→ **Exercise instructions**
Copy the part of the Haldimand County settlement text between "Early patterns of" and "New Credit communities.", inclusive, word for word.

→ **Document extract**
********************

June, 2019:

Cayuga and York, Ontario in Colour Photos – My Top 14 Picks

Cayuga and York, Ontario

Early patterns of settlement in Haldimand County are still visible in the landscape and architecture, spanning from the pre-Contact era to the proclamation of the Haldimand Land Grant for the Six Nations and the subsequent migration of Loyalist settlers – Americans, largely of German descent and Mennonite tradition. Throughout the 1800s, immigration from the British Isles contributed significantly to the area’s development, as did the small but industrious Black community of the late nineteenth century – many descended from ex-slaves of the American South. Since the post-war years of the twentieth century, a significant stream of immigration from the Netherlands has also added to our ever-expanding mosaic of cultural identity, as have the age-old traditions of our Indigenous neighbors – the Six Nations and New Credit communities.

********************

→ **Material supplied**
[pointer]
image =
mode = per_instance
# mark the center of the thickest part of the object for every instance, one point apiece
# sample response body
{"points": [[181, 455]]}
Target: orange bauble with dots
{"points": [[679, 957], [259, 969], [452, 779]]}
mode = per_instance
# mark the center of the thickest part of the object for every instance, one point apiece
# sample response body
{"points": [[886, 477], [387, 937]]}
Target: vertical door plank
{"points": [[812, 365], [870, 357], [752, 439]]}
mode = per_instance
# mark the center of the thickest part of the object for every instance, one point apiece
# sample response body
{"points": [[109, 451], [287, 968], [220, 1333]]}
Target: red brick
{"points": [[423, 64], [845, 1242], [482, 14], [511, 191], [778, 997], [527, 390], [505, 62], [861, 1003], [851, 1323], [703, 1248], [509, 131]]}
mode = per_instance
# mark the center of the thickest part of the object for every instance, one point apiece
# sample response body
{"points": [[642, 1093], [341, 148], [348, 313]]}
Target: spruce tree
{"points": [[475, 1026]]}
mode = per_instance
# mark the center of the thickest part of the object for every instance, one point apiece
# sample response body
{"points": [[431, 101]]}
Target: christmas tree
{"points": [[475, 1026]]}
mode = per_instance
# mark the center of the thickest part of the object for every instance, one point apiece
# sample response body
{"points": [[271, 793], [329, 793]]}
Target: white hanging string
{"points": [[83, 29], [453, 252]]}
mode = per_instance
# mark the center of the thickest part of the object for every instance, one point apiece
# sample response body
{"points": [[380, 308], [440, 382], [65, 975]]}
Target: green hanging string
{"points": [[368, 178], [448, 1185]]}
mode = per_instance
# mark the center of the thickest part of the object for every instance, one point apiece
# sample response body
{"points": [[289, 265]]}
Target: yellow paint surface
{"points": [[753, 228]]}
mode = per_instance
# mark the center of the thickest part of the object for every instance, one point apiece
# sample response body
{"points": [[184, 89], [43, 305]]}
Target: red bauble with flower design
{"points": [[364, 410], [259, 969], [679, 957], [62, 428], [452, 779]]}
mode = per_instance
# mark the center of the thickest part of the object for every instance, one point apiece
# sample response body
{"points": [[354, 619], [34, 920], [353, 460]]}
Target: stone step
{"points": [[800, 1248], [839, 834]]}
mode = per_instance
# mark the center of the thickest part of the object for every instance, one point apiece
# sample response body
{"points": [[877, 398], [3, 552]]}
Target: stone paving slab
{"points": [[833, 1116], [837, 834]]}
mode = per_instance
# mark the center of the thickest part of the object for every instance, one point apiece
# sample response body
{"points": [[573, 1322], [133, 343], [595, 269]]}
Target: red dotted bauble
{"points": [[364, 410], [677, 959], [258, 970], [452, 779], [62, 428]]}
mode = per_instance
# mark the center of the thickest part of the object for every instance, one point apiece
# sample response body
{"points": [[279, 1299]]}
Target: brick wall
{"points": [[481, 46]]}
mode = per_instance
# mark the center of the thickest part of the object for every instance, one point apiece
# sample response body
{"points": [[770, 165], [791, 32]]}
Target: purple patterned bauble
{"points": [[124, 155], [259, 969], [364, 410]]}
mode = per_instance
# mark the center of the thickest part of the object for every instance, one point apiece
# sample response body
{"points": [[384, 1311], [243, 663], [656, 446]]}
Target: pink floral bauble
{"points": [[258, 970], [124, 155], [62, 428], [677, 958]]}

********************

→ **Reply to the exercise**
Early patterns of settlement in Haldimand County are still visible in the landscape and architecture, spanning from the pre-Contact era to the proclamation of the Haldimand Land Grant for the Six Nations and the subsequent migration of Loyalist settlers – Americans, largely of German descent and Mennonite tradition. Throughout the 1800s, immigration from the British Isles contributed significantly to the area’s development, as did the small but industrious Black community of the late nineteenth century – many descended from ex-slaves of the American South. Since the post-war years of the twentieth century, a significant stream of immigration from the Netherlands has also added to our ever-expanding mosaic of cultural identity, as have the age-old traditions of our Indigenous neighbors – the Six Nations and New Credit communities.